## START

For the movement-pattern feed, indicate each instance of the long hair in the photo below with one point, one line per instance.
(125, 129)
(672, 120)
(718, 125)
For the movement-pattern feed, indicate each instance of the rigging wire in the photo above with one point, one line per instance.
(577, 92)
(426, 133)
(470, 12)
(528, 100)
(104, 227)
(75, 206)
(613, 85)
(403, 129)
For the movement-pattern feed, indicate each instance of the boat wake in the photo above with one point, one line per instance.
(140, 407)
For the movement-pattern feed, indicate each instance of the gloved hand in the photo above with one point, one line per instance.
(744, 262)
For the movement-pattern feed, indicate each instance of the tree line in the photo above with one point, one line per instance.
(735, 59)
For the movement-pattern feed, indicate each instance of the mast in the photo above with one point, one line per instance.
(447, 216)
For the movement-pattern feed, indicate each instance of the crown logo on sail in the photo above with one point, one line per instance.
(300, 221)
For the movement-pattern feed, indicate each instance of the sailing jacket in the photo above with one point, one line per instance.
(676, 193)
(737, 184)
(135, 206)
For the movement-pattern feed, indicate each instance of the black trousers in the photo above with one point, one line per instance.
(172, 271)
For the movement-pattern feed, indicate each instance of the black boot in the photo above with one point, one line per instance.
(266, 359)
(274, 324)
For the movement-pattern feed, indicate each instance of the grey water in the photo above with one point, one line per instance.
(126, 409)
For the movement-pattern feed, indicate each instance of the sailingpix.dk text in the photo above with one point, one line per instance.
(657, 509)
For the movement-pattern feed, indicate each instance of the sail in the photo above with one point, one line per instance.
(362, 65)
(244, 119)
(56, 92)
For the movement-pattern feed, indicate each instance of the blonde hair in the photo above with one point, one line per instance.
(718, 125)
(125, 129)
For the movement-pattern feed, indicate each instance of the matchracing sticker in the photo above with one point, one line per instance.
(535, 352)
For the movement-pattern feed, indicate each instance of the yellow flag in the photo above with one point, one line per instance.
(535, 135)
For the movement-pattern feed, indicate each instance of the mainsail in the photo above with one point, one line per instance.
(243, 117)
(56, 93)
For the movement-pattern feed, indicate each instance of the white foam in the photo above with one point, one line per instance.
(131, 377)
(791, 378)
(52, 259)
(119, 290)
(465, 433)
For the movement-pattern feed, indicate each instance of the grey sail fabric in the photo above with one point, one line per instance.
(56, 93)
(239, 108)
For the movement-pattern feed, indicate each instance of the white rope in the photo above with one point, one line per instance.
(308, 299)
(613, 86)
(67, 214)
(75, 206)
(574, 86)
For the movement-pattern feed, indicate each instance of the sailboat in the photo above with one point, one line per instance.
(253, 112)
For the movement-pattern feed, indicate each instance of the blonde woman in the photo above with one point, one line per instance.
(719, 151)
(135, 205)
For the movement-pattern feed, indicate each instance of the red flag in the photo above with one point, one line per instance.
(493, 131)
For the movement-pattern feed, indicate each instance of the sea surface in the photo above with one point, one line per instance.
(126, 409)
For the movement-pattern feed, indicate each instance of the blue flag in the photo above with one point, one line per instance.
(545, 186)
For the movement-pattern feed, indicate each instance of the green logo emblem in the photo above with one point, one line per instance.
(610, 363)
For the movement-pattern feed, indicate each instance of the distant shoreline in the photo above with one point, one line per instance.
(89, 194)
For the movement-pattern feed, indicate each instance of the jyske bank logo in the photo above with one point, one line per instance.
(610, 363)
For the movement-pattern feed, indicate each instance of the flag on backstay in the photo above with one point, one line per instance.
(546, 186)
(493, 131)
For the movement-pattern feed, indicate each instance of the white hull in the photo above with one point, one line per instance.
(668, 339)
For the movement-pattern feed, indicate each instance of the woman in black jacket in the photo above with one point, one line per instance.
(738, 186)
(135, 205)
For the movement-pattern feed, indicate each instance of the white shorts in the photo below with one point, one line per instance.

## END
## START

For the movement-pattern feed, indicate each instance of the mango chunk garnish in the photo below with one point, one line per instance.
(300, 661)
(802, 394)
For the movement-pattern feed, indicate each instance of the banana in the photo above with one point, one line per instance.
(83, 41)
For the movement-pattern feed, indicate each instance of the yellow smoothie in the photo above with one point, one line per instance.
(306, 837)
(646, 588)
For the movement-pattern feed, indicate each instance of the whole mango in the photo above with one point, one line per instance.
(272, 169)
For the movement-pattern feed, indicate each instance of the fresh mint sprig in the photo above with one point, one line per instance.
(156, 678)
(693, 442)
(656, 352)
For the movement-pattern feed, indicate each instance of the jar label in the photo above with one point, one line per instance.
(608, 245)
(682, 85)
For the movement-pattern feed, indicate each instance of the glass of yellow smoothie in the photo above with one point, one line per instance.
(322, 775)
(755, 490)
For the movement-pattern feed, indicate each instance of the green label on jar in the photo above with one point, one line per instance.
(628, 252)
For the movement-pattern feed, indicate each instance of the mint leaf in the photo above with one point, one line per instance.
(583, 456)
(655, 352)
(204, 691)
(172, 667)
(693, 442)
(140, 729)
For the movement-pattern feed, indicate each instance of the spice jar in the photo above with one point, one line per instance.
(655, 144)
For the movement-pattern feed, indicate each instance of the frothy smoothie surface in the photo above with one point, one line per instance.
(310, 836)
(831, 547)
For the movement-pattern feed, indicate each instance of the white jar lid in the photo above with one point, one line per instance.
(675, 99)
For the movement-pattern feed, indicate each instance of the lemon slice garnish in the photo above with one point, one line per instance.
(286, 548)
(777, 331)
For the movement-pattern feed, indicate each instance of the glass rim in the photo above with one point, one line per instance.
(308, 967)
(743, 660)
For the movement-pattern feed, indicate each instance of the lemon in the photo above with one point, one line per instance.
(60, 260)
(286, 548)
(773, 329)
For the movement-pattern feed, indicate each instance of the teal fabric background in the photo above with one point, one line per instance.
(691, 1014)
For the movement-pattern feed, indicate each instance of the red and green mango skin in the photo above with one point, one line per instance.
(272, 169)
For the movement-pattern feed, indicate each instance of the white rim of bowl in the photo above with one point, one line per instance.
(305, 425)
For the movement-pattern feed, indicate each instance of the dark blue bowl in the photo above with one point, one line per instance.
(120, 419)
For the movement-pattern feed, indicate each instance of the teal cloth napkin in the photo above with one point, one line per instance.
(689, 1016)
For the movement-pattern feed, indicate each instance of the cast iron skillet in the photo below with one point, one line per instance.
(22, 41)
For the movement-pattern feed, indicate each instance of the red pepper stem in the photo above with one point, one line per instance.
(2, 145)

## END

Reproduce the stretch of the listing from the line containing "of the fresh" through the line containing "(691, 1014)", substituting "shake" for every "smoothie" and leaving everything else unchanged.

For the movement-pattern feed, indicate each instance of the fresh mint sprig in the photo above with one point, one line per instance.
(156, 678)
(693, 442)
(656, 352)
For the movement-pattern feed, indicate each instance of the jar label in the photo above with one point, one line per instance.
(608, 245)
(682, 85)
For the movement-pattern feed, indicate each instance of the glass of yellow shake in the photo above with one point, one line per instance.
(322, 775)
(755, 490)
For the movement-pattern feed, indicate each instance of the green label on jar in the photo above with one point, one line per instance.
(628, 252)
For the movement-pattern feed, indicate each instance of the mint leaf in the photo above with one point, one line per instance.
(583, 456)
(655, 352)
(204, 691)
(172, 667)
(693, 442)
(140, 729)
For the movement-pattern feed, indicate each instance of the spice jar in the photo above with one point, one line per instance.
(655, 144)
For the movement-pattern feed, indicate each instance of the frothy shake surface in the photo above with one point, one line per instance.
(310, 836)
(831, 547)
For the movement-pattern feed, indicate each instance of the white jar lid in the photo above with one point, one line per instance.
(675, 99)
For the movement-pattern feed, indicate each instance of the lemon slice garnish in the photo above with one point, one line per instance.
(286, 548)
(777, 331)
For the movement-pattern feed, indicate each instance of the glass rim in the photo above with one point, one line per instance.
(308, 967)
(743, 660)
For the movement-pattern feed, indicate each instance of the lemon in the photo above with one point, one line per instance.
(60, 260)
(286, 548)
(773, 329)
For the movement-pattern feed, indicate each instance of the teal fabric background in the photo above with one point, one line per instance.
(691, 1014)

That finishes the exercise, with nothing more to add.